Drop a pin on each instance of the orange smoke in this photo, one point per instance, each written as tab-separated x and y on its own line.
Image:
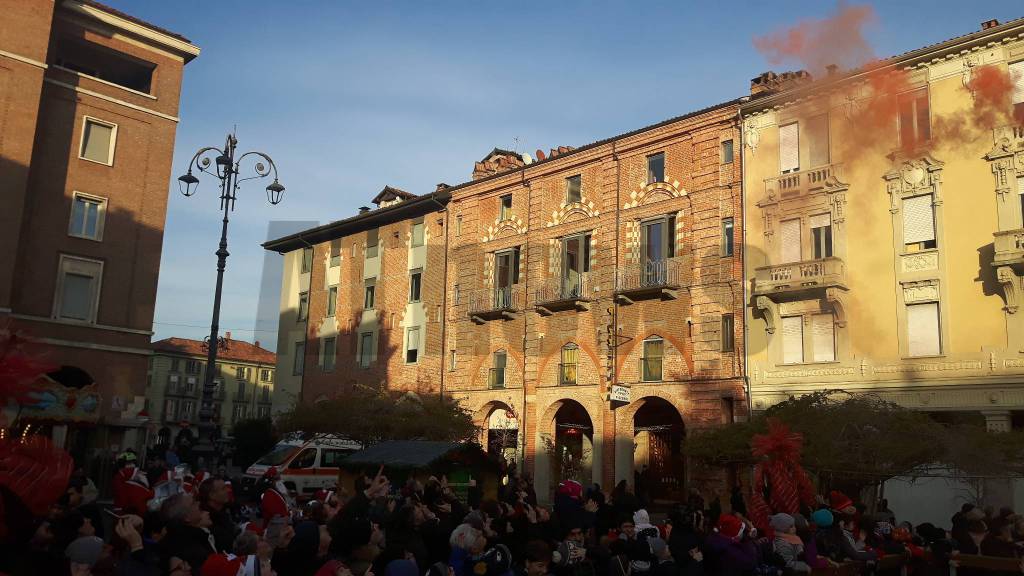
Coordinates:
815	43
990	88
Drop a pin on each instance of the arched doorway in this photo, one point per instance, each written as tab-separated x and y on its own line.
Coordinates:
572	445
658	466
503	434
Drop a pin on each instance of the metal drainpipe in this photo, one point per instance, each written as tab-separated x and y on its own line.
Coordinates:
525	319
443	208
742	263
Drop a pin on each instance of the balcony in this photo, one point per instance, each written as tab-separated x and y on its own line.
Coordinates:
496	303
567	374
496	378
799	278
802	181
656	279
649	369
563	293
1010	249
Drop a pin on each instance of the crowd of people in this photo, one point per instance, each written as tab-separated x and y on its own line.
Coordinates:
166	523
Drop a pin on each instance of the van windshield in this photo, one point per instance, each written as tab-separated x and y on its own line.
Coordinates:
276	456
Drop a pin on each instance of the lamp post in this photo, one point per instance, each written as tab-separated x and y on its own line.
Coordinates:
227	169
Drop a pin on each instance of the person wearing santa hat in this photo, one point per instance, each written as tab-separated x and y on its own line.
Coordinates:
730	550
275	500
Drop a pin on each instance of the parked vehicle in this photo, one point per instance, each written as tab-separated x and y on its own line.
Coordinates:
305	465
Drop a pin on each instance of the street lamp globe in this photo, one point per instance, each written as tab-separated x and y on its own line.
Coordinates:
274	192
185	183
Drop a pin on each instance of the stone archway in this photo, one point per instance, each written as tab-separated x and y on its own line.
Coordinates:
568	446
500	430
650	435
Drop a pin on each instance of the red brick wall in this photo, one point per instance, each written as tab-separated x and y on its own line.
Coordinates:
391	295
697	374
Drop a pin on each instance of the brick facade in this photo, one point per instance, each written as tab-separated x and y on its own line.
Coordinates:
43	108
699	384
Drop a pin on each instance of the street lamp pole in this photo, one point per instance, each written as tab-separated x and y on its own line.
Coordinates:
225	168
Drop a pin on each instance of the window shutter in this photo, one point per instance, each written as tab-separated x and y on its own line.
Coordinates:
923	329
788	147
822	330
1017	77
793	339
820	220
791	241
817	129
919	219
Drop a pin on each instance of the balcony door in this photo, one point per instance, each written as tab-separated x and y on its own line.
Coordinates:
506	274
576	262
657	247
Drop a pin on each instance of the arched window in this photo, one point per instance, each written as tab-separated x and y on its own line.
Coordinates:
496	378
567	367
651	359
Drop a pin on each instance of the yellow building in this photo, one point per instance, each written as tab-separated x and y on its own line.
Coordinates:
245	385
884	235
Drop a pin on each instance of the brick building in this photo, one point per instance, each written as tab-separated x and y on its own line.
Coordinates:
367	295
244	385
593	305
88	112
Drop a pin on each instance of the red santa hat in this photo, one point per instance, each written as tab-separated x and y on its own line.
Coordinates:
222	565
730	526
570	488
841	502
272	503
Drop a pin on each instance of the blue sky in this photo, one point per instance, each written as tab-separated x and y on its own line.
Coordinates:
348	96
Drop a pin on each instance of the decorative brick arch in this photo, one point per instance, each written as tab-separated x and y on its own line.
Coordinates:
680	345
574	211
625	434
503	229
514	360
556	355
653	192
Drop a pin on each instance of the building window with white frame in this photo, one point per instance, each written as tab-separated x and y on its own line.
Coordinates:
413	344
332	300
98	140
87	215
573	190
336	252
919	223
366	348
300	359
418	232
415	285
793	339
655	168
79	284
923	329
823	337
651	363
328	354
307	260
821	236
791	245
788	148
728	237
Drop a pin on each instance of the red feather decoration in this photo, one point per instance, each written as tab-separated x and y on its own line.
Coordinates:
778	475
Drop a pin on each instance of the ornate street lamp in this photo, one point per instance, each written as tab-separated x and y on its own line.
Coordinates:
227	169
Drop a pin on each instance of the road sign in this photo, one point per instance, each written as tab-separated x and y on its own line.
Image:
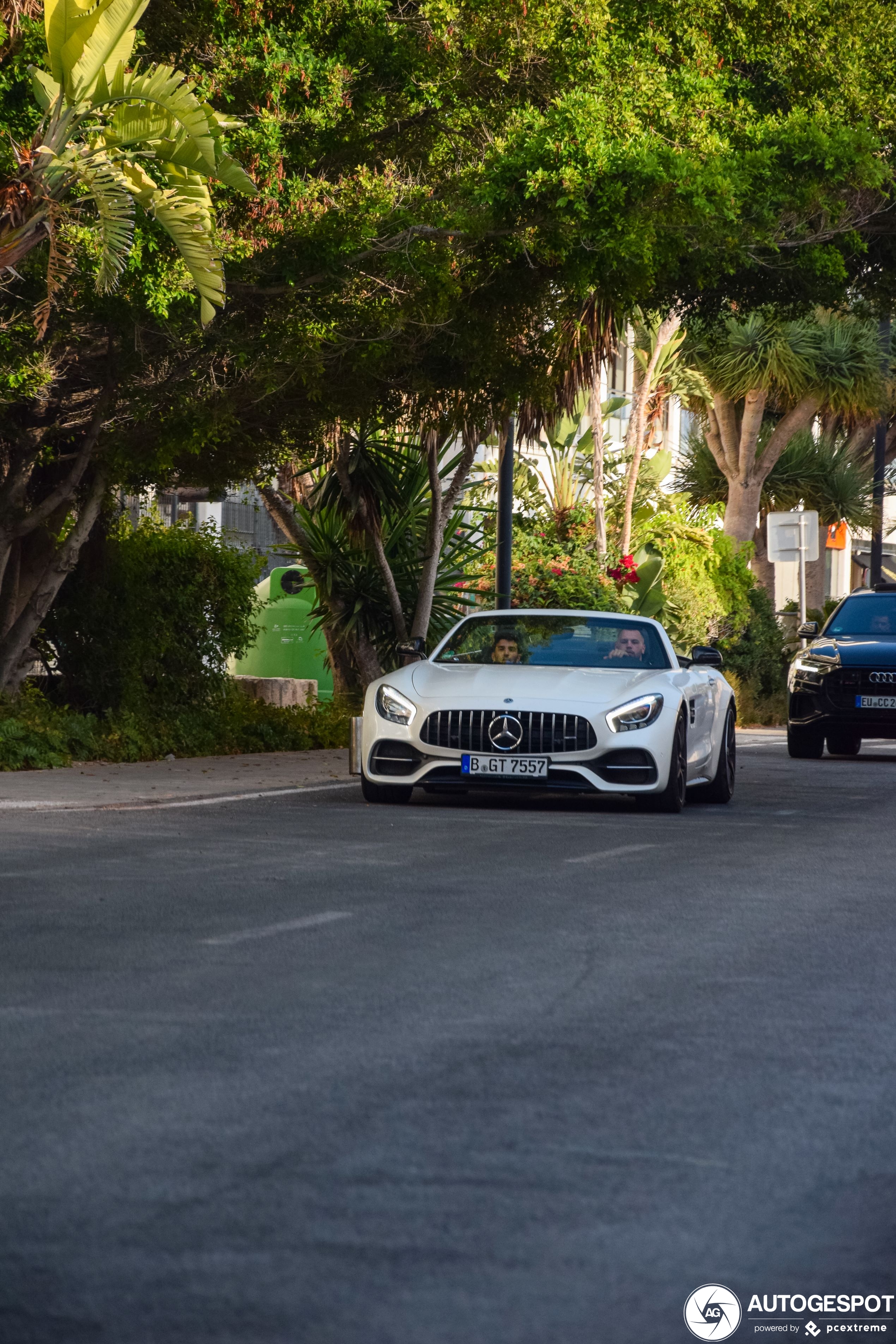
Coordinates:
785	535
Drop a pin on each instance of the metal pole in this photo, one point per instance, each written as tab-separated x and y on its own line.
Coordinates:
504	546
880	467
803	572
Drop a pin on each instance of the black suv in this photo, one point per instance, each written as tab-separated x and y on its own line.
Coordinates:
843	687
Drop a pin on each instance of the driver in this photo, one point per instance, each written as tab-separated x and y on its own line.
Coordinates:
505	648
629	646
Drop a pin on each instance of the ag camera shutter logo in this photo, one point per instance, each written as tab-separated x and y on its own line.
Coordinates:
713	1312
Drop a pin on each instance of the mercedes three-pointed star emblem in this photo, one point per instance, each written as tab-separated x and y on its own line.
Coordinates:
505	732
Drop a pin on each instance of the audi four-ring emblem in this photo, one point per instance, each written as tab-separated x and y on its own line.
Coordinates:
505	733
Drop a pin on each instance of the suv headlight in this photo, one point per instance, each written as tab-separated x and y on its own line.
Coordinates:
635	714
394	706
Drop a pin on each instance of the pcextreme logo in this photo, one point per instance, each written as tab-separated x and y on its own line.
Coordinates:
713	1312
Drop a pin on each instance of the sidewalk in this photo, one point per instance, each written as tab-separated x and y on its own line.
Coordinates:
193	781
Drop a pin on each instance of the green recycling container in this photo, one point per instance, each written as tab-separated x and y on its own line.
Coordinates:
288	643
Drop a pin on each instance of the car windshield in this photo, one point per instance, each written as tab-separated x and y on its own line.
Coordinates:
866	616
588	642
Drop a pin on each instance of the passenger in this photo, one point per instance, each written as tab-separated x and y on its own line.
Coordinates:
505	648
629	646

--*--

### Task prompt
Repeat, without changes, every line from the one that contains "Drop a pin on each instance of the sidewalk" through the final line of the data.

### Correct response
Drop a pin on each instance of the sidewalk in this photo, one point per instance, each written as tab-separated x and y on its own line.
Coordinates:
193	781
Drop a pin on each instance of the green recycling container in this photo, one point per instance, each written as tab-separated x and y on its own line.
Coordinates:
288	643
Drop a pin on each instance of the car windshield in this photo, one point per instance, each written as tab-separated x and y on its own line.
Coordinates:
866	616
588	642
Drop a pin on each instance of the passenger in this photo, one point per instance, each written as tab-separated x and y on its own line.
Coordinates:
505	648
629	646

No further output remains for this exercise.